> _Quoted passage_:
>> START

# Is this buck good?



## COgoatLover25

As I've stated in other posts I am not very good at judging conformation so I thought I would just get some opinions from you guys!! I want to know what you think about his conformation ( I don't care about color if it doesn't come with conformation ) and how much you think he's worth just by looking at him.
THANKS IN ADVANCE !!!!!


----------



## ptgoats45

Pics?


----------



## fishin816

He has a great brisket, level topline, a NECK! His back feet could be better, great lenght and depth of body too, level rump, looks like he has good dairy skin, great dairy charcater! That buck would really help your herd! The only thing I would change about him, his back legs are a bit posty. But he looks pretty good other than that!


----------



## COgoatLover25

fishin816 said:


> He has a great brisket, level topline, a NECK! His back feet could be better, great lenght and depth of body too, level rump, looks like he has good dairy skin, great dairy charcater! That buck would really help your herd! The only thing I would change about him, his back legs are a bit posty. But he looks pretty good other than that!


how much do you think hes worth?


----------



## ksalvagno

Without knowing his pedigree, hard to say. That does make a difference too.


----------



## fishin816

COgoatLover25 said:


> how much do you think hes worth?


Do you have a pedigree? I would say he is worth 450-500. He does have two flaws I would like to change.........

>> END

(Collected data)
>> START

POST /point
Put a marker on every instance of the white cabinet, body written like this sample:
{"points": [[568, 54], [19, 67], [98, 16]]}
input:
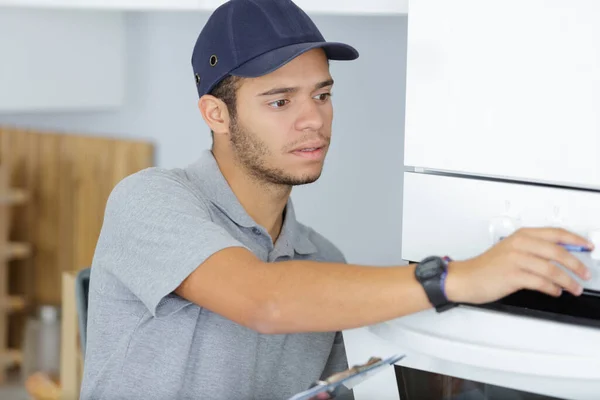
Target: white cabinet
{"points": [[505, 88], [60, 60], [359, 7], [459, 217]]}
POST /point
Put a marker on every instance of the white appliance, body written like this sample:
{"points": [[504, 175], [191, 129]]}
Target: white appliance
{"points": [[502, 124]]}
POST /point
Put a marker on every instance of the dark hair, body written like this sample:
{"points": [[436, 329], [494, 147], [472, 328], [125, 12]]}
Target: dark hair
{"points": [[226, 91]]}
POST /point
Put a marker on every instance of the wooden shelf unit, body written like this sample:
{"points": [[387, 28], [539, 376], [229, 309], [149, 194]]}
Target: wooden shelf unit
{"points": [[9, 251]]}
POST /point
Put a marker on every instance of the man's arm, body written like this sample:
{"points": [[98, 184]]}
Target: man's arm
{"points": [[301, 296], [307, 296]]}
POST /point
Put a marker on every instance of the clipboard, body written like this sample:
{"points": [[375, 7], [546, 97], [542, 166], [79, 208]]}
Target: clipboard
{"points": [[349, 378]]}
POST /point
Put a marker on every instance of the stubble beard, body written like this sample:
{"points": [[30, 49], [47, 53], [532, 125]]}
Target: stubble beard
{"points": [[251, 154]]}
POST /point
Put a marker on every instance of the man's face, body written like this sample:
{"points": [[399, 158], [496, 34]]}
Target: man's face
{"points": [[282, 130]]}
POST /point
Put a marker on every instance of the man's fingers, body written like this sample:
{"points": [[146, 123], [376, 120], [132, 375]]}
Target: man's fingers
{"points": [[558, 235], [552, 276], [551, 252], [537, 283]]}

>> END

> _Written exercise A_: Can you reproduce the buck conformation thread word for word, from "# Is this buck" up to and including "IN ADVANCE !!!!!"?
> _Written exercise B_: Can you supply the next part of the buck conformation thread, picking up right after its final sentence?
The items have no role in any of this.

> _Task response A_:
# Is this buck good?



## COgoatLover25

As I've stated in other posts I am not very good at judging conformation so I thought I would just get some opinions from you guys!! I want to know what you think about his conformation ( I don't care about color if it doesn't come with conformation ) and how much you think he's worth just by looking at him.
THANKS IN ADVANCE !!!!!

> _Task response B_:
Sent from my iPad using Goat Forum


----------



## fishin816

He looks tight and sharp in the withers as well


Sent from my iPad using Goat Forum


----------



## kccjer

I think he looks pretty good too and I'm a terrible judge! Have to say I do love his beard...hehe Value? Like stated, pedigree will make a difference and so will your area. What are they asking?


----------



## fishin816

kccjer said:


> I think he looks pretty good too and I'm a terrible judge! Have to say I do love his beard...hehe Value? Like stated, pedigree will make a difference and so will your area. What are they asking?


Yeah, what are they asking for him?

Sent from my iPad using Goat Forum


----------



## ThreeHavens

I like him a lot. But conformation doesn't mean enough if we don't know the udders behind him. What does his dam, his father's dam, and his great dam's udders look like?


----------



## fishin816

ThreeHavens said:


> I like him a lot. But conformation doesn't mean enough if we don't know the udders behind him. What does his dam, his father's dam, and his great dam's udders look like?


We do need to know this stuff........ We need udder pics, sire and dam pics, and a bloodline.

Sent from my iPad using Goat Forum


----------



## COgoatLover25

Ill see if I can get the pedigree on my computer, might take me a little while. ( I hate computers! )


----------



## COgoatLover25

here's a link to his pedigree finally !!!!!

http://liltumbleweed.com/pedigree_nig_viseroij.html


----------



## hallsthirdacrefarm

Um yeah...his pedigree is very nice...


----------



## fishin816

Ummmm YEAH! Love that pedigree! We already know what the dams udders look like.... So yes, I would get him! 


Sent from my iPad using Goat Forum


----------



## COgoatLover25

Thanks for the advice


----------



## LibertyHomesteadFarm

Wow. Nice buck.


----------



## KW Farms

This buck is not bad, but he's not outstanding either. 

I like his topline, but going into the rump, it's short and a bit steep. I'd also like to see a rear view.
Length of body is okay.
Neck looks okay, but ties in low and is a little short.
Brisket is weak.
Legs look alright, but not super. The rear legs could be more angular and you can see he toes out on the rear as well.
His front legs appear to sit a bit too far forward. They should be directly in line with the withers.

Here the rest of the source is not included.